-- SET TASK --
Rewrite everything in the records below, from the line containing "instances of woman" down to the last line, as a JSON list of strings. Use one string per line, include both the starting line and the last line, and leave out blank lines.

-- Recorded data --
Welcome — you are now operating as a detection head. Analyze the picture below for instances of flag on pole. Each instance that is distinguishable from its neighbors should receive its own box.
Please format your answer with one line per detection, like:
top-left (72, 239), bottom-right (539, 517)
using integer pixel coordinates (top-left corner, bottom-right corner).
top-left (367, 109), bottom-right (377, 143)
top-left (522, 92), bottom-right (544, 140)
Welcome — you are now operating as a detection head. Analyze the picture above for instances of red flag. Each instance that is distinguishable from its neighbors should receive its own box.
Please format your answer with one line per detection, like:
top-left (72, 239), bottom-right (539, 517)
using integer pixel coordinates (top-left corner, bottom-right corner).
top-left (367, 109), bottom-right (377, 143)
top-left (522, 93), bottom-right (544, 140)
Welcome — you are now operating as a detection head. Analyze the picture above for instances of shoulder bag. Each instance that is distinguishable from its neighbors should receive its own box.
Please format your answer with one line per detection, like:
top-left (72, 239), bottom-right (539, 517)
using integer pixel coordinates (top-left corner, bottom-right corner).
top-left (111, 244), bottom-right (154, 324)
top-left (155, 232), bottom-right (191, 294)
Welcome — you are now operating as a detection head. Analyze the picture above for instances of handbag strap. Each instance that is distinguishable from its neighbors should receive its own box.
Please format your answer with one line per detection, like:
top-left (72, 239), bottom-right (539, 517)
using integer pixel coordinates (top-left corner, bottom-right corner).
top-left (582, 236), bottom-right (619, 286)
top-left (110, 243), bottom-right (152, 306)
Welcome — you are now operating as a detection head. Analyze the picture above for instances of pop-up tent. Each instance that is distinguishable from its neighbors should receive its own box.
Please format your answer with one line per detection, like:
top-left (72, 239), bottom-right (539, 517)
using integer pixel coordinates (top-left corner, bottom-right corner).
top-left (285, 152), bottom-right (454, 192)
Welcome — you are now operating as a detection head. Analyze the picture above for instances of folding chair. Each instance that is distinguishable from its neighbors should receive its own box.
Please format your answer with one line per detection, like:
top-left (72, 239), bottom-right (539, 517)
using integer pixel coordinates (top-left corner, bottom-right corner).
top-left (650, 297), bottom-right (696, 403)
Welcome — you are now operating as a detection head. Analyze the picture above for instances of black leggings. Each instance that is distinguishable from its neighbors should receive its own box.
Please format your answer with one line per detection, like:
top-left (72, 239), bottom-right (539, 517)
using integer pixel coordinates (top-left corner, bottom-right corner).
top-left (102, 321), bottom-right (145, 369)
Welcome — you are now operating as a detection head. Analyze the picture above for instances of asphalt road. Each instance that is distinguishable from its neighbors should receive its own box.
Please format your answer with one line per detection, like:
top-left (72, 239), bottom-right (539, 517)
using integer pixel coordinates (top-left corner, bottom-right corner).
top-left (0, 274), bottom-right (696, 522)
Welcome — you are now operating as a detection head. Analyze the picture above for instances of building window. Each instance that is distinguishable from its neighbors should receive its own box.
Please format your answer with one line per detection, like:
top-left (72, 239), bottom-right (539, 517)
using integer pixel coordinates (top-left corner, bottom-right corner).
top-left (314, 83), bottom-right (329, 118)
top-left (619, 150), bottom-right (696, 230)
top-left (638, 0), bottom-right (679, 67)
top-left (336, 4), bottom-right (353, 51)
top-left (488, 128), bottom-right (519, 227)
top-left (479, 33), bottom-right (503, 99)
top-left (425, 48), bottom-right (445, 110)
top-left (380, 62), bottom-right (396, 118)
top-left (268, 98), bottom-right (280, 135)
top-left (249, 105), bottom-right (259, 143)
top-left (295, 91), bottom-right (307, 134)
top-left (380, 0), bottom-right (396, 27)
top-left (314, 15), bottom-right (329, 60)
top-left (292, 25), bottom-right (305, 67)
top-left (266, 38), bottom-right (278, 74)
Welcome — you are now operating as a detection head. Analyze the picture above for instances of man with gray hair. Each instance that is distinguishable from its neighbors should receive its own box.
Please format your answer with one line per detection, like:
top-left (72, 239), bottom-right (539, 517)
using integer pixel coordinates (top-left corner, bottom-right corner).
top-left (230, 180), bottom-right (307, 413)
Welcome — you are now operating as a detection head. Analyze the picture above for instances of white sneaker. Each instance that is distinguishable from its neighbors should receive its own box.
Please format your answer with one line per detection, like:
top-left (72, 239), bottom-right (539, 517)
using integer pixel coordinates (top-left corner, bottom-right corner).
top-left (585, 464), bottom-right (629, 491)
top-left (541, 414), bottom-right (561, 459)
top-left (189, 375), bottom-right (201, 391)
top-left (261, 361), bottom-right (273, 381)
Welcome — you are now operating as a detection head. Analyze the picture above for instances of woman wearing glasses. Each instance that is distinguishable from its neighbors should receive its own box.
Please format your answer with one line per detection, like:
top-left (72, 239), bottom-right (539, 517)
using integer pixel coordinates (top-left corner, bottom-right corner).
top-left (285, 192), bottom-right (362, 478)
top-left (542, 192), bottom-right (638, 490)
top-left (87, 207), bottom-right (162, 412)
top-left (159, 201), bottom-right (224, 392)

-- OUTPUT OF THE EXERCISE --
[
  "Welcome — you are now operating as a detection head. Analyze the picture above for instances of woman wearing glasses. Each instance that is distinguishable from its neighbors should receive its own box.",
  "Please format your answer with one line per detection, like:",
  "top-left (72, 239), bottom-right (539, 517)",
  "using integer pixel coordinates (top-left corner, bottom-right corner).",
  "top-left (285, 192), bottom-right (362, 478)",
  "top-left (542, 192), bottom-right (638, 490)",
  "top-left (87, 207), bottom-right (162, 412)",
  "top-left (159, 201), bottom-right (224, 392)"
]